__TEXTO DEL DOCUMENTO__.
Estrecho colaborador de Béla Tarr, el director de cine que llevó a la gran pantalla Tango satánico en una película de culto de siete horas, entre sus amigos se han contado desde Allen Ginsberg hasta Imre Kertész. Como recordó al hablar del premio Nobel húngaro y del autor Miklós Mészöly, con ellos nunca hablaba de escritura: “Eso es algo privado, tampoco explicas nunca cómo te quitas los calcetines, es cosa tuya”.
Pregunta. Crecer en el bloque soviético, ¿le permite comprender mejor lo que pasa hoy en Rusia?
Respuesta. Lo que está pasando hoy no lo entiende nadie, ni siquiera los rusos. En Hungría había una ocupación, sabíamos que los rusos estaban allí, sufrimos la dictadura, estaban presentes, pero no eran visibles. Lo mismo pasaba en Polonia, en Bulgaria o en la RDA. Mantenían contacto con un grupo reducido de gente en cada país.
P. ¿La invasión de Ucrania está despertando viejos fantasmas?
R. Ahora es imaginable que puedan atacar cualquier país en cualquier momento. Putin aprendió que gana quien golpea primero. El pueblo ruso está muy teledirigido y manipulado. Occidente prefiere reaccionar, pero sería importante que diera el primer paso. No propongo bombardear a diestro y siniestro, es algo más complejo.

__QUÉ SE PIDE__.
1. Imprime, por favor, el fragmento de la entrevista desde "Pregunta. Crecer en" hasta "despertando viejos fantasmas?".
2. Enumera todos los países que se nombran en la entrevista.

__DATOS PROPORCIONADOS__.
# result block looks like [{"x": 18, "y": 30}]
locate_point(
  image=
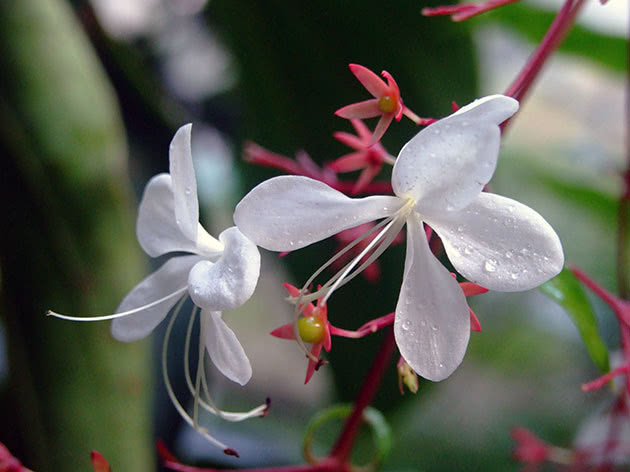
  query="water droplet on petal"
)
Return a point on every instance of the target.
...
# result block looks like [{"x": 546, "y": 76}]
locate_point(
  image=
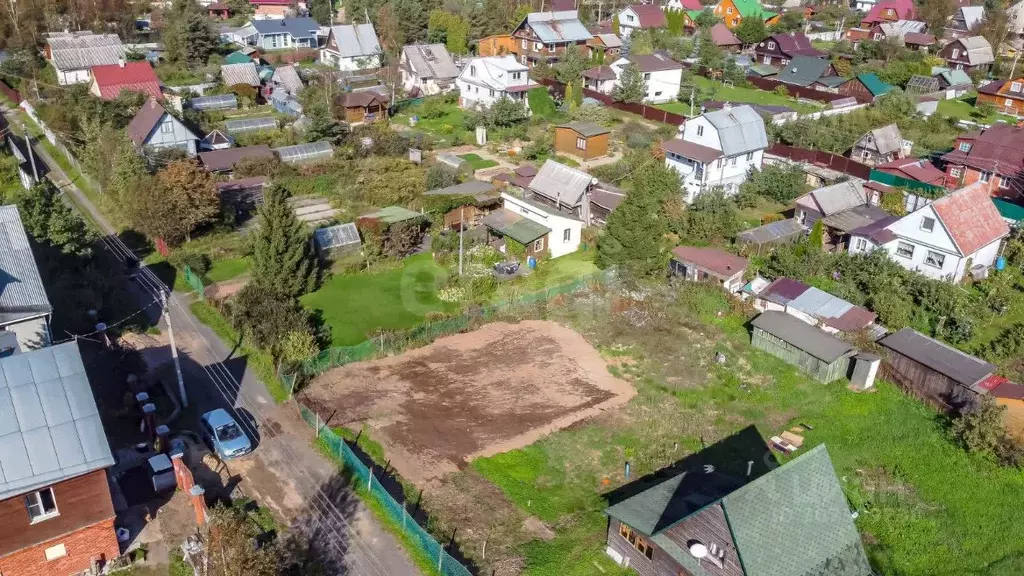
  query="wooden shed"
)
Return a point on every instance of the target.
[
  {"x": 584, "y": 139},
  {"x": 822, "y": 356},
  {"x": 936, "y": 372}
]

__RESPUESTAS__.
1.
Pregunta. Crecer en el bloque soviético, ¿le permite comprender mejor lo que pasa hoy en Rusia?
Respuesta. Lo que está pasando hoy no lo entiende nadie, ni siquiera los rusos. En Hungría había una ocupación, sabíamos que los rusos estaban allí, sufrimos la dictadura, estaban presentes, pero no eran visibles. Lo mismo pasaba en Polonia, en Bulgaria o en la RDA. Mantenían contacto con un grupo reducido de gente en cada país.
P. ¿La invasión de Ucrania está despertando viejos fantasmas?

2. Rusia, Hungría, Polonia, Bulgaria, la RDA, Ucrania